---- Dataset content
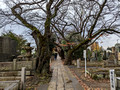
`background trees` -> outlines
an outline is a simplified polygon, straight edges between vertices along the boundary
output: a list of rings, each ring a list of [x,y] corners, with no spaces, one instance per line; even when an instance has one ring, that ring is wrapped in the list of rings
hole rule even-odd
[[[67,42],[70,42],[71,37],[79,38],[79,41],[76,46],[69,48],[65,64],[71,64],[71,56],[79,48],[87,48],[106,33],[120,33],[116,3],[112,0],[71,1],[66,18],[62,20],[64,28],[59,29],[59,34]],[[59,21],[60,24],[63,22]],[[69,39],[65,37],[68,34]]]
--------
■ **Set task**
Write out every line of the listing above again, requests included, and leave out the pictures. Shift each vertex coordinate in the answers up by 34.

■ **Solved exercise**
`background trees` -> outlines
an outline is a simplified polygon, straight edges between vertices along the boundary
output: a list of rings, each ring a list of [x,y] corners, with no spaces, one instance per line; even when an instance has one ring, that ring is wrapped in the list of rings
hole rule even-odd
[[[101,76],[104,76],[105,71],[113,72],[113,75],[110,80],[103,82],[99,98],[105,98],[105,90],[113,82],[121,82],[140,67],[154,67],[150,37],[146,34],[105,35],[100,52],[96,54],[98,62],[93,63],[93,68]],[[93,55],[94,58],[97,56]],[[103,73],[99,71],[102,68]]]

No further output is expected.